### Ausgewählter Textauszug
● ● ● ●

Dazu kommt, dass die Zahlenwerte, mit denen ich in Civilization VII jongliere, wirklich absurd geworden sind. selbst die kleinsten Gebäude in der Antike beginnen bei Nachbarschaftsboni von sechs, sieben Ressourcenpunkten, in der Moderne fangen sie bei zwanzig an. Während außerdem die Spezialistenmechanik, die im Wesentlichen einen Ressourcenmultiplikator pro Feld darstellt, in den vorherigen Spielen eher optional war, ist sie hier quasi ein Muss. Nicht nur, weil ich sonst beim Wachstum meiner Gegner nicht nachkomme, sondern weil der Wissenschaftssieg sie sogar explizit voraussetzt, ohne sie jedoch richtig zu erklären. Setze ich also Spezialisten auf meinen besten Stadtfeldern ein, rechne ich mich zunächst durch die ideale Kombination, um festzustellen, wo ich bei 41,5 und wo bei 42 Punkten lande und ob ich lieber einen Punkt mehr Produktion oder zwei Punkte mehr Kultur möchte. Genau dieser wilde Zahlenfokus hat mich bereits an Old World genervt, und auch hier bringt er mir keine Freude. Dazu kommt, dass die Not, meine Stadt immer mehr zu erweitern, auch die landschaftlichen, einzigartigen Spezialfelder vieler Zivilisationen und befreundeter Stadtstaaten enorm entwertet. Früher oder später muss ich die Terrassenfarmen meines Inkareichs überbauen, obwohl sie mir optisch große Freude bereiten, sie eigentlich zu meinem Spielstil passen und für mich einfach zum Match als südamerikanische Zivilisation dazugehören. Doch solche Sentimentalität kann ich mir gerade auf den höheren Schwierigkeitsgraden nicht erlauben, ohne ins Hintertreffen zu geraten. Wo ich Civilization VI irgendwann neben dem Gucken einer Serie als gemütliches Plättchenlegespiel wie Dorfromantik spielen konnte, setze ich beim Ausführen meiner Civ-VII-Runden regelmäßig das Gesicht aus dem Confused Math Lady Meme auf und kann mich auf nichts anderes konzentrieren.
Dieser überbordende Fokus auf Nummernwerte hat es leider auch ins Metagame geschafft, denn wie es offenbar jedes prestigeträchtige Game heute haben muss, spart auch Civilization VII nicht an einem matchübergreifenden Erfahrungspunktesystem. Sieben Wunder als Augustus gebaut? Nimm doch 25 EXP dafür! Damit kannst du einen schicken neuen Rahmen für dein 2K-Profilfoto freischalten, das vermutlich nie jemand sehen wird. Ganz ignorieren kann ich das System allerdings dann doch wieder nicht, da die geschafften Herausforderungen auch Attributpunkte freischalten, die ich in ein Match mitnehmen kann. Ja, die Anführer*innen haben nun einen Attributbaum, der in unterschiedliche Spielweisen aufgeteilt ist, sich pro Match resettet wie in einem MOBA und für den ich mir spielübergreifend bestimmte Boni sichern kann. Warum sollte Hatshepsut auch keinen Bonus auf Kulturgebäude bekommen, weil ich viele Matches zuvor mit Pachacuti Suzerän von drei Stadtstaaten geworden bin? Diese Metastruktur passt zu 2K und seinem Fokus auf zusätzliche Accounts und die Einbindung ins firmeneigene Mediennetzwerk, aber zu Civilization passt sie nicht.

● ● ● ●

### Datensätze mit beschrifteten Rahmen
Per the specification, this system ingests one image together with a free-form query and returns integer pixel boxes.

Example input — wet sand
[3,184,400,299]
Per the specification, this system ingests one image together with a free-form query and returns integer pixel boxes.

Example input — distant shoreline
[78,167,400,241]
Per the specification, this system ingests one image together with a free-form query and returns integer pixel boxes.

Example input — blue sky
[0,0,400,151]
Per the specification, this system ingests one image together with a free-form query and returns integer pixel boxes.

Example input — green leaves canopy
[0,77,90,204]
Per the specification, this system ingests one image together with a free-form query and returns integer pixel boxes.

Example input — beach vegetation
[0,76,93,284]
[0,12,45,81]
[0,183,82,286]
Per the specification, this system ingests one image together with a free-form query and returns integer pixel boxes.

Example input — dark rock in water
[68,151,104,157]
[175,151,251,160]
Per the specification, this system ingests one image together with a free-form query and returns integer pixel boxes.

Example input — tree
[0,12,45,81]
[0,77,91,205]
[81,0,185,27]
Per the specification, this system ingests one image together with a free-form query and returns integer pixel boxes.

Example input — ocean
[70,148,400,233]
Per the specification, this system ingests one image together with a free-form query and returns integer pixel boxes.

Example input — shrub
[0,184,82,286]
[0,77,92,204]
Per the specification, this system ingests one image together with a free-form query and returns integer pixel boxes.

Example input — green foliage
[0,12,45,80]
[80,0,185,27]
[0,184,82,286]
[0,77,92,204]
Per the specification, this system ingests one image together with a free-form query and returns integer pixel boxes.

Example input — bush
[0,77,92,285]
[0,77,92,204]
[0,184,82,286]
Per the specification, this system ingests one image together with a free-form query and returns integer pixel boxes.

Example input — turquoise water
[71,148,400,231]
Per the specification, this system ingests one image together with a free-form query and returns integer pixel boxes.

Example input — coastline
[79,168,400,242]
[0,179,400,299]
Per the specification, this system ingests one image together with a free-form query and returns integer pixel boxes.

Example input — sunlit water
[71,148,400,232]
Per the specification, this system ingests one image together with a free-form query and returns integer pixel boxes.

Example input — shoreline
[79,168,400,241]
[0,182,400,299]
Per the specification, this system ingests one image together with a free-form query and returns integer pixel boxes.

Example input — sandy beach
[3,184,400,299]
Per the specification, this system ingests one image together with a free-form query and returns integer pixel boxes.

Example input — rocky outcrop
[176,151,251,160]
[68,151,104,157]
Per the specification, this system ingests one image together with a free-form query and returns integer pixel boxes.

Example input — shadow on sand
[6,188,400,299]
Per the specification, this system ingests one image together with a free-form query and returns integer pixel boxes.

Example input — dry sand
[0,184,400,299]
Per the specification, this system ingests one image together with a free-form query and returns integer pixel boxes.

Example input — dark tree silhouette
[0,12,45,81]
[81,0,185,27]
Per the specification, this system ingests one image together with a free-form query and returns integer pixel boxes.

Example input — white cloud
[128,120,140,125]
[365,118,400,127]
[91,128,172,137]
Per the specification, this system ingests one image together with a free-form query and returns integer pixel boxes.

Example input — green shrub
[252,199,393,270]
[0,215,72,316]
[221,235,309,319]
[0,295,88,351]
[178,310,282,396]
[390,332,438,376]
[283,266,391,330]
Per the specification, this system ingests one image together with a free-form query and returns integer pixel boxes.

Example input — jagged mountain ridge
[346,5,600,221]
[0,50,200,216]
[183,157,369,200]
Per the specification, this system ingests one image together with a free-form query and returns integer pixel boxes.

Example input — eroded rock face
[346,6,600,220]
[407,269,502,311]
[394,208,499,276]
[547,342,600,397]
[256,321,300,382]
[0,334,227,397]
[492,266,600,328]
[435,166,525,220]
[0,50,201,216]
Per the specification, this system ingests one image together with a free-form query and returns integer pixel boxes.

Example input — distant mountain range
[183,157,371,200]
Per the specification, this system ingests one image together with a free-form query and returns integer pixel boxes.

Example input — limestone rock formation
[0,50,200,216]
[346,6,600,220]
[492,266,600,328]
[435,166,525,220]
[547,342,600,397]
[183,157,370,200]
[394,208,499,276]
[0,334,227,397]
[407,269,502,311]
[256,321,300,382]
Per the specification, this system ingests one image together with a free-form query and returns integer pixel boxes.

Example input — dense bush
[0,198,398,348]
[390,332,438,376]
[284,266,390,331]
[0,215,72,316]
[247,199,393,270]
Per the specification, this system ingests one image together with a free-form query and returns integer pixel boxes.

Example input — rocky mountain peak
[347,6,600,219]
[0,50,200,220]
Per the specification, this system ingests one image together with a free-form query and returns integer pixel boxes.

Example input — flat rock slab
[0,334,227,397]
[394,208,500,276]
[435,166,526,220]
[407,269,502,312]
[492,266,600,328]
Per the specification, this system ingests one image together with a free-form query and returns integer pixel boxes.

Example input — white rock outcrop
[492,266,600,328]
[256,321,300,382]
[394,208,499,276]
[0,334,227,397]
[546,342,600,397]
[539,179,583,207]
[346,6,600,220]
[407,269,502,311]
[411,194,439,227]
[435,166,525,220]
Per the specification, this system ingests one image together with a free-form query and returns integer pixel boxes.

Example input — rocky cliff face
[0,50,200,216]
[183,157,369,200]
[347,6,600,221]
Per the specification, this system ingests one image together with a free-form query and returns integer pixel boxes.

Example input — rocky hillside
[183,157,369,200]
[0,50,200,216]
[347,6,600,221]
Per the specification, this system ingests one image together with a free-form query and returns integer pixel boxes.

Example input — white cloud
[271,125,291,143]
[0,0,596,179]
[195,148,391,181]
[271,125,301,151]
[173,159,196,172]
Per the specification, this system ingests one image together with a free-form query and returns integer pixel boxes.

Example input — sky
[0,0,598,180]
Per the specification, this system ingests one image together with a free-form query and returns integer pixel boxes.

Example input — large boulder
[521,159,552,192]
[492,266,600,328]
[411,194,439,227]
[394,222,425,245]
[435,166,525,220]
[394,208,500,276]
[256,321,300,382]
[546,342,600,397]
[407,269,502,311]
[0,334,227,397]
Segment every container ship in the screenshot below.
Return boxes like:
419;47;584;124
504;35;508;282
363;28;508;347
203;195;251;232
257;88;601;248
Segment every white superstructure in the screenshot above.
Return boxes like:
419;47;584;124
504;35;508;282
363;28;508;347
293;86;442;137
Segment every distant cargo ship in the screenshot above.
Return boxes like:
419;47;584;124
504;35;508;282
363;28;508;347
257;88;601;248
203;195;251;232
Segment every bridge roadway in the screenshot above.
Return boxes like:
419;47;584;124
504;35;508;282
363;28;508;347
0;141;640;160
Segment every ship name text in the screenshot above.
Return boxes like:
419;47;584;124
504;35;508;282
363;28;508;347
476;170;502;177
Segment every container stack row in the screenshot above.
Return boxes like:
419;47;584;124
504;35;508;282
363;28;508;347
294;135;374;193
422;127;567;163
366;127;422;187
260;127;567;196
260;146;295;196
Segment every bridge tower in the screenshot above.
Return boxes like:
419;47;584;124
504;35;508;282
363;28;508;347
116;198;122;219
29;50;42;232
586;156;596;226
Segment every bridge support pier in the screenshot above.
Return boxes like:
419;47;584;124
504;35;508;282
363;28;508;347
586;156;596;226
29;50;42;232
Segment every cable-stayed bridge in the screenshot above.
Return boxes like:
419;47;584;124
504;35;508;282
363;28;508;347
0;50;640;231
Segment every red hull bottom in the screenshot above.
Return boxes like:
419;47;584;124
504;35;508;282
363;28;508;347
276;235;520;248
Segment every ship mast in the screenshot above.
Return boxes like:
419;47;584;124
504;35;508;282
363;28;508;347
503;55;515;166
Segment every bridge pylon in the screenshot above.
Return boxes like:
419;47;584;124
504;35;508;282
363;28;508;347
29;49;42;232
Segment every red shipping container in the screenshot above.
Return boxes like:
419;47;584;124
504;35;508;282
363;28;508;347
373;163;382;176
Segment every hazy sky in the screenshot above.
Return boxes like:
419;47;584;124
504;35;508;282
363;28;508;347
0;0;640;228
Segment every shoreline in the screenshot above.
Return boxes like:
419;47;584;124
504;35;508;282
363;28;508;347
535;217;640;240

● ● ● ●

### Aufgabe 1
Erkläre in ein bis drei Sätzen, warum die Spezialistenmechanik laut Textauszug in Civilization VII quasi ein Muss ist.
### Aufgabe 2
Wie viele EXP gibt es laut Textauszug dafür, als Augustus sieben Wunder zu bauen?
### Aufgabe 3
Setze den Textauszug über Civilization VII nach seinem letzten Satz fort.
Die Datensätze stammen aus einer anderen Quelle.

### Erwartete Antwort 1
Ohne Spezialisten kommt man beim Wachstum der Gegner nicht nach. Außerdem setzt der Wissenschaftssieg die Spezialistenmechanik ausdrücklich voraus, ohne sie jedoch richtig zu erklären.

### Erwartete Antwort 2
25 EXP.

### Erwartete Antwort 3
Alles in allem ist Civilization VII für mich in seiner aktuellen Form eher als Untersuchungsobjekt interessant, und ich denke, gerade für angehende Game Designer steckt hier eine Menge Lernpotenzial darin. Was mich am Spiel dabei am meisten fasziniert, ist wohl, wie sehr in seinen Designentscheidungen der experimentelle Schaffensprozess von Firaxis offenbart wird. Fast alle der neuen Mechaniken kann ich auf eine Grundform zurückführen, die das Studio in weniger profiliertem Zusatzcontent von Civilization VI und sogar Civilization V ausprobiert hat. Der Umgang mit Barbaren und Stadtstaaten war in fast genau dieser Form teil der experimentellen Zusatzmodi im Leader Pass von Civ VI, ebenso wie der Umgang mit Fabrikressourcen im Modernen Zeitalter und die neue Mechanik rund um Große Persönlichkeiten, die nun nur noch bei bestimmten Völkern eine Rolle spielen und ganz ähnlich funktionieren, wie es in Civ VI bei Großkolumbien der Fall war (tatsächlich spielt die Mechanik in Civ VII passenderweise bei den süd- und mesoamerikanischen Zivilisationen eine größere Rolle). Die rauen Bedingungen für Schiffe auf hoher See im Erkundungszeitalter hat Firaxis fast zwei Jahrzehnte zuvor im Neue-Welt-Szenario von Civilization V ausprobiert, wo sie exakt genau so funktionierte, dann aber wieder verschwand.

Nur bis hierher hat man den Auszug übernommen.